(ARTICLE)
Six powerful ways to start any marketing message

Richard Hadler10/09/2018

Create superior content that engages prospects at every stage of the B2B marketing funnel with these simple copywriting tricks.

We all know the stats in your marketing reports often aren’t up to scratch. The email open rates aren’t high enough. No one is reading your blog posts. Hardly anyone is clicking through to your product pages or requesting a demo of your services.

Faced with disappointing figures, you’ll inevitably end up pulling your hair out trying to work out what’s going wrong.

Well, we know why more people aren’t reading your marketing content. And it’s not what you think.

It’s not because your subject lines aren’t strong enough, you’re promoting it through the wrong channels, your site isn’t mobile and SEO optimised – or anything like that.

It’s something far more basic. Most marketers barely even give it a second thought. But getting it wrong will kill a content campaign.

In fact, this is the reason that 80 per cent of people will stop reading an article after the headline. And it’s why most of the people who do get past that point will get bored after just 15 seconds. What’s more, this applies to every single piece of content your organisation creates – from a simple blog post to a flagship research report.

You see, the success or failure of any content initiative almost always comes down to whether you’ve asked yourself a simple question: “What does my customer already know?”

Are they already familiar with your brand? Do they know about your products and how you can improve the way they do business? Do they even know why they should care about the problems you can solve for them?

(Records)
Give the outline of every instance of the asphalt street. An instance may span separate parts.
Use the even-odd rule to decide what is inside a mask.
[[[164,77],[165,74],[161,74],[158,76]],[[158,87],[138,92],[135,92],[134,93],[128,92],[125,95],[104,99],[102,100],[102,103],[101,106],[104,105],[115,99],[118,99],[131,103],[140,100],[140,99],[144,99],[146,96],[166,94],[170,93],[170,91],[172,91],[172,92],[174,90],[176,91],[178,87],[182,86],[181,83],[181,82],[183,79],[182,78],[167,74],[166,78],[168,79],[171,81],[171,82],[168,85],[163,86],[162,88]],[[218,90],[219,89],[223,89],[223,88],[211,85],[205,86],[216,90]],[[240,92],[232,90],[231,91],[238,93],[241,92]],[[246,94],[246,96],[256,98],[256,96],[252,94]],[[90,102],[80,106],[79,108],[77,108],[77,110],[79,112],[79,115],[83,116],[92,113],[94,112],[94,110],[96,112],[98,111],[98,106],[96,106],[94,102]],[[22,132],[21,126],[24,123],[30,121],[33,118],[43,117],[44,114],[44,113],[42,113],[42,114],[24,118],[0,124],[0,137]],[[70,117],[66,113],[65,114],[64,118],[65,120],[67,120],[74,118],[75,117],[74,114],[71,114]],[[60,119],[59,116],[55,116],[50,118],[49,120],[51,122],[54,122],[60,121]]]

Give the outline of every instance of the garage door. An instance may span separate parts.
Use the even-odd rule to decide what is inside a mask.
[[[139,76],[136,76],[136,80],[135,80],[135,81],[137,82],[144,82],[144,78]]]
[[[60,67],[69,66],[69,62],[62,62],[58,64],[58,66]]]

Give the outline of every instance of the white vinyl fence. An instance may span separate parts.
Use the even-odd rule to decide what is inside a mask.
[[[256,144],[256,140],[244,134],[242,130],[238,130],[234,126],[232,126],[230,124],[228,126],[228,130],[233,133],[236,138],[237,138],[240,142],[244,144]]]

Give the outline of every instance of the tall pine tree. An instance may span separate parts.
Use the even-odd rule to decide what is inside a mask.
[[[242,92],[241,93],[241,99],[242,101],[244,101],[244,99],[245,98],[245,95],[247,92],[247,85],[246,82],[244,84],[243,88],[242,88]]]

(REQUIRED WORK)
(1) Reproduce verbatim the portion of the marketing article that begins with the words "Six powerful ways" and ends with "anything like that.".
(2) Quote precisely the records from the line containing "Give the outline of every instance of the white" through the end of the records.
The article and the records were drawn from separate, unrelated sources.

(TASK-BY-TASK ANSWERS)
(1)
Six powerful ways to start any marketing message

Richard Hadler10/09/2018

Create superior content that engages prospects at every stage of the B2B marketing funnel with these simple copywriting tricks.

We all know the stats in your marketing reports often aren’t up to scratch. The email open rates aren’t high enough. No one is reading your blog posts. Hardly anyone is clicking through to your product pages or requesting a demo of your services.

Faced with disappointing figures, you’ll inevitably end up pulling your hair out trying to work out what’s going wrong.

Well, we know why more people aren’t reading your marketing content. And it’s not what you think.

It’s not because your subject lines aren’t strong enough, you’re promoting it through the wrong channels, your site isn’t mobile and SEO optimised – or anything like that.

(2)
Give the outline of every instance of the white vinyl fence. An instance may span separate parts.
Use the even-odd rule to decide what is inside a mask.
[[[256,144],[256,140],[244,134],[242,130],[238,130],[234,126],[232,126],[230,124],[228,126],[228,130],[233,133],[236,138],[237,138],[240,142],[244,144]]]

Give the outline of every instance of the tall pine tree. An instance may span separate parts.
Use the even-odd rule to decide what is inside a mask.
[[[242,92],[241,93],[241,99],[242,101],[244,101],[244,99],[245,98],[245,95],[247,92],[247,85],[246,82],[244,84],[243,88],[242,88]]]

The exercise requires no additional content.